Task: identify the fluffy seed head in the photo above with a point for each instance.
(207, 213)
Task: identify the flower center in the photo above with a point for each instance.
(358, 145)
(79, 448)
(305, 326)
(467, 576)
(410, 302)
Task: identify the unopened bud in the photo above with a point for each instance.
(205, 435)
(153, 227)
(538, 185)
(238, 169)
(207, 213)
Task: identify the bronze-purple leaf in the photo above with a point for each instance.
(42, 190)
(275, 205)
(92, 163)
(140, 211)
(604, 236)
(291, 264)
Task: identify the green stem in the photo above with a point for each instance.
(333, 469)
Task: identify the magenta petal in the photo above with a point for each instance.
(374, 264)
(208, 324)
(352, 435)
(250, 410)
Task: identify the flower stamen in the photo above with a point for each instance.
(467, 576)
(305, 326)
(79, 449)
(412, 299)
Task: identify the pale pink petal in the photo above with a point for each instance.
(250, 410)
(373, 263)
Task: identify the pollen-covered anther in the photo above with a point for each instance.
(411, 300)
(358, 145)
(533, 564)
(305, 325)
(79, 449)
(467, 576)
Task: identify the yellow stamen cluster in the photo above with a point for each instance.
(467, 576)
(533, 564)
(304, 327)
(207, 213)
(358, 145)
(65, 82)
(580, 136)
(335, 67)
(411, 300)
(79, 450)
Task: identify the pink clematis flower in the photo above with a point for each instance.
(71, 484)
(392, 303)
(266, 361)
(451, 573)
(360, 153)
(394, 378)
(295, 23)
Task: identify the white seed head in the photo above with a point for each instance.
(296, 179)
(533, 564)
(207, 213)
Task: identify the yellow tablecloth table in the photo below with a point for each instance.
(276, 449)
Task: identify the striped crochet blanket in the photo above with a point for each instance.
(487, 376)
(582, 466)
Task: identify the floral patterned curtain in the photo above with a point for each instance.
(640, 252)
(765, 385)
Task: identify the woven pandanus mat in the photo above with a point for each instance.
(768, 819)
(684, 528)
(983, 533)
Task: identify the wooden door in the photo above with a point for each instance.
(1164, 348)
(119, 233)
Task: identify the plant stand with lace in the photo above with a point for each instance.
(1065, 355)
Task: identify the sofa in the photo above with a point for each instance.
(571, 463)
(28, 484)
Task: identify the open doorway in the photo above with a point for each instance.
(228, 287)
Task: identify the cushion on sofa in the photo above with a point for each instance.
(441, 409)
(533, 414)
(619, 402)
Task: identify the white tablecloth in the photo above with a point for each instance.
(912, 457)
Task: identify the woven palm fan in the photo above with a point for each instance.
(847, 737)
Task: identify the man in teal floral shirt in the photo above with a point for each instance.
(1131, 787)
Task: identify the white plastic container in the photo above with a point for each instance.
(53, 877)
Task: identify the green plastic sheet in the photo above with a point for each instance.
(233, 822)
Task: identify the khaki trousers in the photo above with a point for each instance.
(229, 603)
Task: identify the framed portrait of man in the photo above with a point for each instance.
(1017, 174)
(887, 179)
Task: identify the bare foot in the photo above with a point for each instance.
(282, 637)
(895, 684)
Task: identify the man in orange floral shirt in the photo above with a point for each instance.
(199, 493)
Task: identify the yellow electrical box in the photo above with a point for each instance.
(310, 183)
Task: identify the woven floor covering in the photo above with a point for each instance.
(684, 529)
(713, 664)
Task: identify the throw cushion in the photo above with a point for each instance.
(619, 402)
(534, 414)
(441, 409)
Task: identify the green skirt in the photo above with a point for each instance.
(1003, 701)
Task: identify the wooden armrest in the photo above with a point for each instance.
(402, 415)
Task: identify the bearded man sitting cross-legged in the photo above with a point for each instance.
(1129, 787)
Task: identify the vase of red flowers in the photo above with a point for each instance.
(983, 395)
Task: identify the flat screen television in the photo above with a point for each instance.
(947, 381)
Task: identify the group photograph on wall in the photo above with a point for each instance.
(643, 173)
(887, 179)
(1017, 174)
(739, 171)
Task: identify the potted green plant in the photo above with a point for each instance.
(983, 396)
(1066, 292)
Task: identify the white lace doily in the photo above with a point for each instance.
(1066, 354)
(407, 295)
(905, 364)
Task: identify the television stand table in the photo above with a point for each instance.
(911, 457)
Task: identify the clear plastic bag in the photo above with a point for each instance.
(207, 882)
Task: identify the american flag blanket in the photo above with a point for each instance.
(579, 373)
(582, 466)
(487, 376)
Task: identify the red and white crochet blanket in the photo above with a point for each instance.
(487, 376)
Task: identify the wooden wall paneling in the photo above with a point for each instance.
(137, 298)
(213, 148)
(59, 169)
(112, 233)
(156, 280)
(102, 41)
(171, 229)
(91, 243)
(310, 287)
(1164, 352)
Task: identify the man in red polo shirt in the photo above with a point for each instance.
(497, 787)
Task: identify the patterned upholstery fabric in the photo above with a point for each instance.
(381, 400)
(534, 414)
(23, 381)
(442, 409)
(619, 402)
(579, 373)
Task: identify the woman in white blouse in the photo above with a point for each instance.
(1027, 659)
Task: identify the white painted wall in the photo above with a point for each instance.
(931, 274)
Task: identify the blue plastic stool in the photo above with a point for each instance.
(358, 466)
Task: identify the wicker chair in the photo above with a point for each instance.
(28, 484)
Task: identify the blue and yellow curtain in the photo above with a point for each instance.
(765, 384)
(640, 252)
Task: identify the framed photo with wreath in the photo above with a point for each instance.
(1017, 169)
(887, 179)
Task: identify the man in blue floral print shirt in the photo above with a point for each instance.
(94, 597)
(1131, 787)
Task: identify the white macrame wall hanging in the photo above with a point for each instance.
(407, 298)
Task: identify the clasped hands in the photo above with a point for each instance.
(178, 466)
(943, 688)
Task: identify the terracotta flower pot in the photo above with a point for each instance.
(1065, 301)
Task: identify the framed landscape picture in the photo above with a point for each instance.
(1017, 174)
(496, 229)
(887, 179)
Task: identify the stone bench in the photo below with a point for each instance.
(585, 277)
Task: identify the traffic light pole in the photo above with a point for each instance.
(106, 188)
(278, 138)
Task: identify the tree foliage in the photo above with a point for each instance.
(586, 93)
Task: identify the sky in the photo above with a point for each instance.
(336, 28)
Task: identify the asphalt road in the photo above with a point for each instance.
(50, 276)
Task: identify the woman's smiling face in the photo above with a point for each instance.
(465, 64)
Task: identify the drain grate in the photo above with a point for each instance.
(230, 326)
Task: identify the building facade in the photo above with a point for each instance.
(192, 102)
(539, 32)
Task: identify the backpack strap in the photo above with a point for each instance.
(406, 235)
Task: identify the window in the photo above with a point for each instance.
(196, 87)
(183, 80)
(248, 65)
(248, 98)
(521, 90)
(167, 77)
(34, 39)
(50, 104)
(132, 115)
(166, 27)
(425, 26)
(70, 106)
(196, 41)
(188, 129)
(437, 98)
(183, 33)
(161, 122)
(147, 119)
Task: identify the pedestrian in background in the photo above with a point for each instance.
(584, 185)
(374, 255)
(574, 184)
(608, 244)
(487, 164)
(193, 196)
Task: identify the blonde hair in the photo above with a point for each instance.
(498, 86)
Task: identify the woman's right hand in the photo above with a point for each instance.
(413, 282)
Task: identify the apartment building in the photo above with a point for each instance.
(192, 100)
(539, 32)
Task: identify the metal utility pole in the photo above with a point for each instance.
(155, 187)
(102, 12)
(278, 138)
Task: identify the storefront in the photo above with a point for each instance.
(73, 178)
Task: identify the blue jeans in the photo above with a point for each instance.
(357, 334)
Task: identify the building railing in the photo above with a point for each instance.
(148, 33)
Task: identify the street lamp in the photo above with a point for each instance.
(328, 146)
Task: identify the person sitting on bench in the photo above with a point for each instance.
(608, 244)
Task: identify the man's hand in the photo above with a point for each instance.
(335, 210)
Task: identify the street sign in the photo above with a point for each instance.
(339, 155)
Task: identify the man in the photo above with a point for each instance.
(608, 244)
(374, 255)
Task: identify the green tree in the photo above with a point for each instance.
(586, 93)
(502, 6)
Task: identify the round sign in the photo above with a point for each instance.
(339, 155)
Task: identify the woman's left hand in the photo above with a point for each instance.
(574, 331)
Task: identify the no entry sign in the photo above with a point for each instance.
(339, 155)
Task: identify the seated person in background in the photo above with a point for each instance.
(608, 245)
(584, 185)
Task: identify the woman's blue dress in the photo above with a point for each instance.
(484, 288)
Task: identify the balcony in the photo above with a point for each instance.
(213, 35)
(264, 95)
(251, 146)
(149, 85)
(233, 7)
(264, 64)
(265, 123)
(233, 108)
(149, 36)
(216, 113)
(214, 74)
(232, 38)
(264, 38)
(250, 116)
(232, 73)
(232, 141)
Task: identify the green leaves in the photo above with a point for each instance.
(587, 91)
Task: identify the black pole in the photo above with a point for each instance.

——

**What you are asked to do:** All lines from the line containing "Task: identify the no" through the end of the listing above are to be duplicated exactly; include both ends and nothing further.

**Full output:**
Task: identify the no entry sign in the photo above with a point for each instance.
(339, 155)
Task: identify the seated person in background in the photo above with a point for each instance.
(608, 245)
(584, 185)
Task: identify the woman's blue dress in the photo above with a point for each instance.
(484, 288)
Task: identify the balcony in the photo above with a point for each instance.
(213, 35)
(264, 95)
(251, 146)
(149, 85)
(233, 7)
(264, 64)
(265, 123)
(233, 108)
(149, 36)
(216, 113)
(214, 74)
(232, 38)
(264, 38)
(250, 116)
(232, 73)
(232, 141)
Task: identify the green leaves in the photo above with a point for each instance.
(587, 91)
Task: identify the black pole in the photo above with a point for each instance.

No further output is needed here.